**Exercise requirements**
Please report every line in the data below that contains the word "stick", copying each such line in full.

**Stored records**
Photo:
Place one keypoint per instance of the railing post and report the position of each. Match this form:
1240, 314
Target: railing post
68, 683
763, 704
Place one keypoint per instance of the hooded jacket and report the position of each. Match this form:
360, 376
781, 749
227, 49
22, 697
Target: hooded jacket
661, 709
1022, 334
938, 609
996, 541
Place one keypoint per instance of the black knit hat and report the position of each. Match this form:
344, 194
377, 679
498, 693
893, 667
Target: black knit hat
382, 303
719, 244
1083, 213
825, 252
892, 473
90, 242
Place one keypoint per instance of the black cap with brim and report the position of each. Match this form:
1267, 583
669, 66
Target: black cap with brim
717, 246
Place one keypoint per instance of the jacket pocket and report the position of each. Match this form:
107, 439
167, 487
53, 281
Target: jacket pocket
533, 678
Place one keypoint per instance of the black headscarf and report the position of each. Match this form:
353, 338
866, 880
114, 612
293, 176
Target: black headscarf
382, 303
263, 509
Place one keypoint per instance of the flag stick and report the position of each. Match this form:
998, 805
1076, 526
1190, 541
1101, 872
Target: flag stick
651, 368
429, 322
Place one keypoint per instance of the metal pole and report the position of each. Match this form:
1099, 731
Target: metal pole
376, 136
---
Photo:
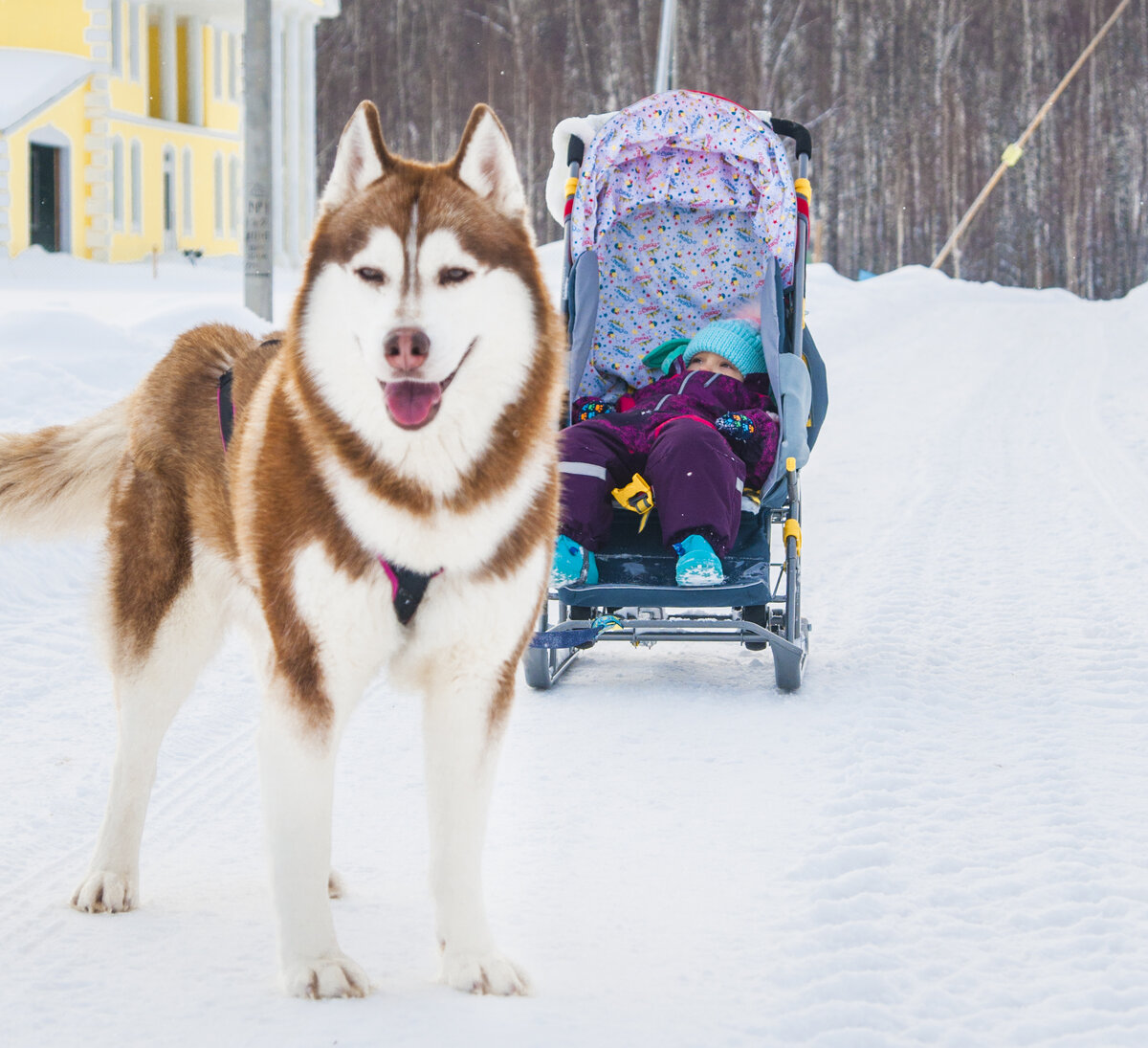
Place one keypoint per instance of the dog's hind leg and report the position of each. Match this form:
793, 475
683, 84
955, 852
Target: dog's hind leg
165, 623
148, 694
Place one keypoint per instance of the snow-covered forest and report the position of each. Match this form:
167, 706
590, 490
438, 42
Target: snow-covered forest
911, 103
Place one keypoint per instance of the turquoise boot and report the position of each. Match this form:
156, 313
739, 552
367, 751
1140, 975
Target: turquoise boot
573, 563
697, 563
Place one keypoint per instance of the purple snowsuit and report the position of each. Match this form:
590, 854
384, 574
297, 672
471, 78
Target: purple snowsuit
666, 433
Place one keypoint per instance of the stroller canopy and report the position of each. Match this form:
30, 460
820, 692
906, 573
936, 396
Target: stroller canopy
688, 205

**Full answer**
Place one keypoint per instance of the flag stick and report the position of each. Match this form:
Target: flag stick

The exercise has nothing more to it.